__Data in this exercise__:
************
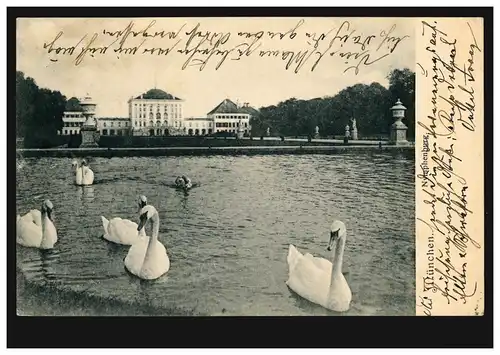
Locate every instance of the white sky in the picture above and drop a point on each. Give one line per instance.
(111, 79)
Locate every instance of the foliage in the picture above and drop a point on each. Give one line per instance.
(368, 104)
(73, 105)
(39, 112)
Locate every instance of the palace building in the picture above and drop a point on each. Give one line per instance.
(113, 126)
(72, 121)
(228, 117)
(156, 113)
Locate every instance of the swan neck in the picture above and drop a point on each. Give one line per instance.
(338, 256)
(156, 226)
(45, 223)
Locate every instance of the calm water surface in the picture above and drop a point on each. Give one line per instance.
(228, 238)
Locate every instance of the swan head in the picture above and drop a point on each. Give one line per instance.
(47, 208)
(141, 202)
(337, 232)
(146, 213)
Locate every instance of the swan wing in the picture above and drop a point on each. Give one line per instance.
(135, 257)
(320, 263)
(28, 233)
(122, 231)
(37, 217)
(293, 257)
(157, 262)
(88, 176)
(79, 176)
(308, 280)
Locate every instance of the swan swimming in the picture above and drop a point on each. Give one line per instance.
(148, 259)
(183, 182)
(36, 229)
(319, 280)
(83, 174)
(123, 231)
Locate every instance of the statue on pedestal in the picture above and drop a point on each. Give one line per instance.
(354, 129)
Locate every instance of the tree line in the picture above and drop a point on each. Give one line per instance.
(368, 104)
(39, 111)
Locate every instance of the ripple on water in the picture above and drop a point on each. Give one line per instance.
(228, 238)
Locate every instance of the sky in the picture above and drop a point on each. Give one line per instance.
(113, 77)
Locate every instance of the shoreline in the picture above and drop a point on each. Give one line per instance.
(200, 151)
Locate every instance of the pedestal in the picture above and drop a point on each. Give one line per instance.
(398, 133)
(88, 137)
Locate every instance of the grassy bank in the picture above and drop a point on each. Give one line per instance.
(203, 151)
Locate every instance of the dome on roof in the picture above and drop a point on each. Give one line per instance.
(157, 94)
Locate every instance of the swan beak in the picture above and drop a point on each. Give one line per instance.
(142, 222)
(49, 214)
(333, 239)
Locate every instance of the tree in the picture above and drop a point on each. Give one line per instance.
(402, 86)
(26, 90)
(39, 112)
(73, 105)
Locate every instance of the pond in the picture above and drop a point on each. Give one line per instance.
(228, 238)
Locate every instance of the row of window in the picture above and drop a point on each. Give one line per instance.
(73, 124)
(151, 123)
(230, 124)
(231, 116)
(158, 106)
(158, 115)
(112, 124)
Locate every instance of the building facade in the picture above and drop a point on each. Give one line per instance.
(227, 117)
(156, 113)
(196, 126)
(113, 126)
(72, 122)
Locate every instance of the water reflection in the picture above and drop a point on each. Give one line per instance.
(228, 239)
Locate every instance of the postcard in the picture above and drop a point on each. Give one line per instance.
(250, 166)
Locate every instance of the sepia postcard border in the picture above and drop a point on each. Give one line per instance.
(252, 331)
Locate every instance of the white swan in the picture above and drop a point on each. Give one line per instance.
(123, 231)
(83, 174)
(183, 182)
(148, 259)
(35, 229)
(319, 280)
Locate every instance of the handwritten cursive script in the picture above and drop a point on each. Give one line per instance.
(443, 189)
(295, 47)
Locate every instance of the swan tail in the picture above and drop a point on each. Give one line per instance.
(293, 257)
(105, 225)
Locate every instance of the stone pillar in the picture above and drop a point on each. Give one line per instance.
(347, 134)
(240, 130)
(89, 128)
(354, 129)
(398, 128)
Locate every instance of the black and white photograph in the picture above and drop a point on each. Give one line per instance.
(217, 166)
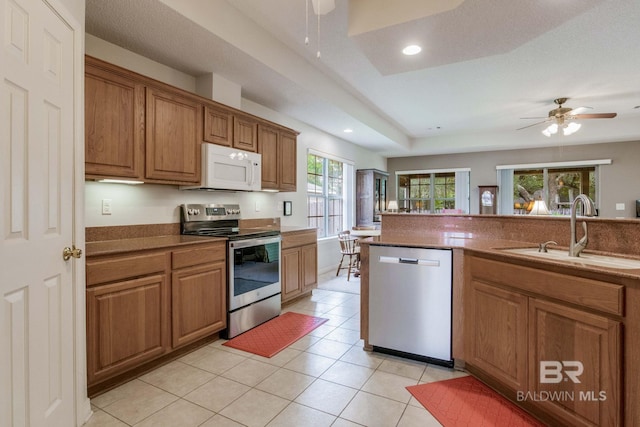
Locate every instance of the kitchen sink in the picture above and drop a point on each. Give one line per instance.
(584, 259)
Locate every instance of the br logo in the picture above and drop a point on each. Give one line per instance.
(554, 371)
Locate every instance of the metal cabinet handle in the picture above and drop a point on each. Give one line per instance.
(68, 252)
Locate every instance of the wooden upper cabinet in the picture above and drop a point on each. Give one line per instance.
(174, 135)
(268, 147)
(140, 128)
(279, 150)
(114, 124)
(288, 161)
(218, 125)
(245, 133)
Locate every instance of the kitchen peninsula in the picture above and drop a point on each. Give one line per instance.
(511, 312)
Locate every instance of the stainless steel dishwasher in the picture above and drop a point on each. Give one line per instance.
************
__Exercise brief__:
Reproduce only the lines running from the one with "Locate every instance of the metal" through the final line of the listing above, both ends included.

__Complete output__:
Locate every instance of the metal cabinet handle in the picture above and drop a point on each. Give one line per instance.
(68, 252)
Locate every instance of the wooden upper cabinet in the picture above and drop a point on each. Give one line per instance.
(174, 135)
(268, 147)
(140, 128)
(279, 150)
(114, 124)
(288, 161)
(218, 125)
(245, 133)
Locate every instance of the kitchen peninsula in the picture above and drop a point on each. Give one line per instance.
(511, 312)
Locate every instance of the stainless steel dishwasher in the picture above and drop a point on each. Give one line per instance.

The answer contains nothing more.